__Stored rows__.
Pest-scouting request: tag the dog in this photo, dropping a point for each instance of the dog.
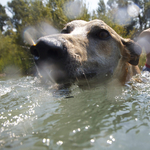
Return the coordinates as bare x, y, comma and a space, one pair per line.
84, 50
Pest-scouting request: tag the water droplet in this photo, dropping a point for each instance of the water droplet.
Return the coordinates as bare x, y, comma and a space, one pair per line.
92, 140
59, 143
109, 142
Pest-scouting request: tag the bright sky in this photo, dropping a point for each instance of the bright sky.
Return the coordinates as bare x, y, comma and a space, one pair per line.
91, 4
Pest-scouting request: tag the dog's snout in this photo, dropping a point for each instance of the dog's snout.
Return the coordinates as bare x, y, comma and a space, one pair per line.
49, 49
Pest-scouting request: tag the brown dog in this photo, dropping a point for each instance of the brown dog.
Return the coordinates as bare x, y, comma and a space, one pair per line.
84, 50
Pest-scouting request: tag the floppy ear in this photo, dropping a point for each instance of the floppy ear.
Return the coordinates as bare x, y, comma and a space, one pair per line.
134, 51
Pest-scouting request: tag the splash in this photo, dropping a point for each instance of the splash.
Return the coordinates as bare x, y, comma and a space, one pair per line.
32, 34
133, 10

__What you need to do__. Rewrite all the records above with each "tag" replaced by "mark" and nothing else changed, omitting the pictures.

__The response__.
Pest-scouting request: mark the dog in this photo, dropping a point for each instance of the dog.
Return the coordinates as bare x, y, comma and a space, one pair per line.
84, 50
Pest-scouting request: mark the water droplet in this photo, dropping a point for each instance of the water droplet.
Return the coordinates as bare x, y, comma and a space, one pair per line.
92, 140
59, 143
109, 142
Pest-scouting request: mark the bright sky in this photo, dropping a point for each instance of the bright sky.
Return the coordinates as bare x, y, comma and a space, one pair per line.
91, 4
Pest-scouting request: mark the dog's snout in this photo, dropping a point for each instance of the dog's snout.
Return the coordinates as bare x, y, comma and a space, one pair per line.
49, 49
Pest-scouting request: mark the brown dog in this photo, dropping a point for each instance of the brown dog.
Return the coordinates as bare x, y, comma and a space, one pair per line.
84, 50
Pest-scouting request: mark the floppy ear in this photo, dropping a point for each instance of the floppy ear.
Return the coordinates as bare x, y, comma and a space, one pair per line.
134, 51
Pest-scouting request: mark the splash in this photo, dropping a point for each instance of the splash.
Return the coordinates as bare x, y, comma and a space, one pair per line.
32, 34
133, 10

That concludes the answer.